YOUR ASSIGNMENT:
With the images removed, write out each record exactly as given.

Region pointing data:
+ + + +

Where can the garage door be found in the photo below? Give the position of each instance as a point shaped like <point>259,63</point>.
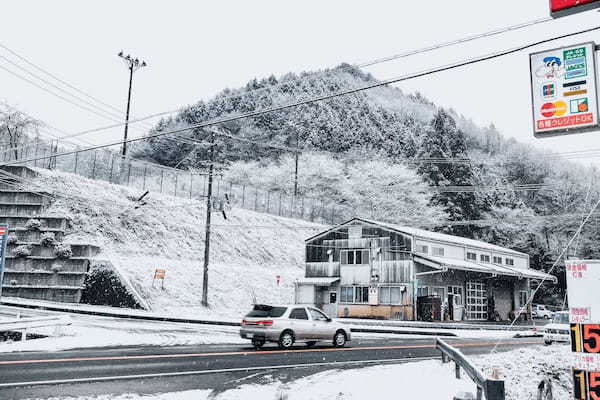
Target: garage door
<point>476,301</point>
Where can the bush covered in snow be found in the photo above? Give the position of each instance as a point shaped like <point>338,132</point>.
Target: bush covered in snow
<point>63,251</point>
<point>104,287</point>
<point>33,224</point>
<point>47,239</point>
<point>22,251</point>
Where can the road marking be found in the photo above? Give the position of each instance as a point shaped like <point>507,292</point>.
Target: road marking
<point>237,353</point>
<point>212,371</point>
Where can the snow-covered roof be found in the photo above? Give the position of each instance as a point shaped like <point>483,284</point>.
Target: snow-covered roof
<point>435,236</point>
<point>451,263</point>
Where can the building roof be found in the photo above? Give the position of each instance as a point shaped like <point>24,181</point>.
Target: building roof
<point>450,263</point>
<point>428,235</point>
<point>318,281</point>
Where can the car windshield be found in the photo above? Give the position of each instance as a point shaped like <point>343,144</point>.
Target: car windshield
<point>561,318</point>
<point>262,311</point>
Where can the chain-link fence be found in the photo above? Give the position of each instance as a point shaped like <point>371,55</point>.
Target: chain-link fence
<point>112,167</point>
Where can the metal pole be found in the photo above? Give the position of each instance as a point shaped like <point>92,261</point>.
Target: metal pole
<point>124,149</point>
<point>207,232</point>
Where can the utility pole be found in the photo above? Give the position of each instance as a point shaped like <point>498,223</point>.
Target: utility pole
<point>208,211</point>
<point>133,65</point>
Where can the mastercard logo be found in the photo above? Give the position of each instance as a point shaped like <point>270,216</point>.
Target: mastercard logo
<point>555,109</point>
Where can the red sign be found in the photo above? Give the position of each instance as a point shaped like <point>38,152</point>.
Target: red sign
<point>560,8</point>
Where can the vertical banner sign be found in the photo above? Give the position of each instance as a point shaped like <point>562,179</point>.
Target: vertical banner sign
<point>3,239</point>
<point>583,281</point>
<point>564,90</point>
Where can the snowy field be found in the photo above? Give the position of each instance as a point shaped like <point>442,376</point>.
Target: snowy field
<point>248,249</point>
<point>522,370</point>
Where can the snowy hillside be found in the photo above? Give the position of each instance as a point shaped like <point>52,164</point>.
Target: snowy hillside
<point>248,249</point>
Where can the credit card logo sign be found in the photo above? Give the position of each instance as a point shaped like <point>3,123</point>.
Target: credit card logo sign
<point>555,109</point>
<point>575,61</point>
<point>578,106</point>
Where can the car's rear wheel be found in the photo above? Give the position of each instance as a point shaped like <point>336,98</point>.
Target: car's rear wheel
<point>286,340</point>
<point>258,343</point>
<point>339,339</point>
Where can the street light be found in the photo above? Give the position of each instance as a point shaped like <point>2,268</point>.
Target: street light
<point>133,65</point>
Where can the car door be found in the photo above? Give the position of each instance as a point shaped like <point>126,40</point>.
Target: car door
<point>321,324</point>
<point>300,323</point>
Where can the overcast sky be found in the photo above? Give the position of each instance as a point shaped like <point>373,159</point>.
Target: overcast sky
<point>195,49</point>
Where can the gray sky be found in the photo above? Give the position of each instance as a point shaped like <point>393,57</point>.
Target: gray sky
<point>195,49</point>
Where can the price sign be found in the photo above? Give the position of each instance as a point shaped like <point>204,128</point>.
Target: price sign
<point>583,280</point>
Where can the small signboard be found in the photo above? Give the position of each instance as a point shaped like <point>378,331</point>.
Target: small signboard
<point>3,242</point>
<point>583,281</point>
<point>562,8</point>
<point>564,90</point>
<point>159,274</point>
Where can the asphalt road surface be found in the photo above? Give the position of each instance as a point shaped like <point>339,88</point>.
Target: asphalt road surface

+ + + +

EXERCISE ANSWER:
Where can the garage door be found in the photo below? Give the position of each instance as a point shaped like <point>259,63</point>.
Target: garage door
<point>476,301</point>
Where can the bush covered in snow be found in the photo above? Give the position of each instance as a point shaped like <point>338,132</point>.
Target: bush covered in snow
<point>63,251</point>
<point>104,287</point>
<point>33,224</point>
<point>47,239</point>
<point>22,251</point>
Where can the road marking be found in the photo above? Give the position of each instance as a point shaped like <point>507,292</point>.
Target: road marking
<point>237,353</point>
<point>212,371</point>
Where can the snow-covered roof be found in the photo above? Give the position of each instance as a point shaped like <point>483,284</point>.
Target: snow-covered roof
<point>435,236</point>
<point>451,263</point>
Where can the building roof be found in the photo above? Give the position of each instance as a point shaped like <point>24,181</point>.
Target: building roof
<point>450,263</point>
<point>428,235</point>
<point>318,281</point>
Where can the car windshield be found in the photo above? Give the position of each instance as a point shaped like <point>343,144</point>.
Target: car windshield
<point>561,318</point>
<point>262,311</point>
Where can the chain-link fence be found in the photo above? Give the position of each instance as a point shaped like <point>371,55</point>.
Target: chain-link fence
<point>112,167</point>
Where can the metal pole be found in the photo above? Give the position of each instance as a point shaped like <point>92,261</point>.
Target: metal pole
<point>124,149</point>
<point>207,232</point>
Where can the utility pole be found in the photo above? Give the position of each instance as a point shaped like <point>498,223</point>.
Target: utility pole
<point>208,211</point>
<point>133,65</point>
Where can the mastercard logo be found in the photo above? Give the position of each instance as a point shaped like <point>270,216</point>.
Target: mastercard logo
<point>555,109</point>
Where can the red sign be found in the photo above? Give the position of each instance as a point shaped like <point>38,152</point>.
Target: red sign
<point>560,8</point>
Where can the vertical banner sign be found in the photo above? Give the position of each instance as a point shaped like <point>562,179</point>.
Target: vertical banner sign
<point>3,239</point>
<point>583,281</point>
<point>564,90</point>
Where can the snowy field be found in the photo above? Give the position of each instance as a point shaped like <point>442,376</point>.
Target: snowy field
<point>248,249</point>
<point>522,370</point>
Where can the snowy hillside be found in the photo above? Give the position of each instance as a point shaped like <point>52,164</point>.
Target: snowy hillside
<point>248,249</point>
Where can the credit card logo sign be found in the photo above? Give the position of each instance as a point shaped like <point>3,123</point>.
Target: credit card logo sign
<point>555,109</point>
<point>575,61</point>
<point>578,106</point>
Where can the car's rear wheel be found in the photo above? Give the position of each instance as a point shaped like <point>336,98</point>.
Target: car's rear wheel
<point>286,340</point>
<point>258,343</point>
<point>339,339</point>
Where can the street light be found in the photo above? Give the position of each instance as a point shaped like <point>2,268</point>.
Target: street light
<point>133,65</point>
Where can the car door be found in the photo above? Give the position of each instance as a point shaped like <point>126,40</point>.
Target: car door
<point>321,324</point>
<point>300,323</point>
Where can the overcast sky be found in the photo above? Give the position of each instance as a point shaped like <point>373,159</point>.
Target: overcast sky
<point>195,49</point>
Where can the gray sky be found in the photo above? Give the position of each instance as a point shaped like <point>393,57</point>.
Target: gray sky
<point>195,49</point>
Where can the price sign be found in the photo above? Give the position of each instance as a point shaped like <point>204,128</point>.
Target: price sign
<point>583,280</point>
Where can the small signboard be found in the photo above? Give the position of each instance as a point shaped like <point>378,331</point>.
Target: small signboard
<point>3,242</point>
<point>583,281</point>
<point>562,8</point>
<point>564,90</point>
<point>159,274</point>
Where can the asphalt road surface be found in the photo above? Give the position of each instance as a point shaped like <point>339,88</point>.
Target: asphalt road surface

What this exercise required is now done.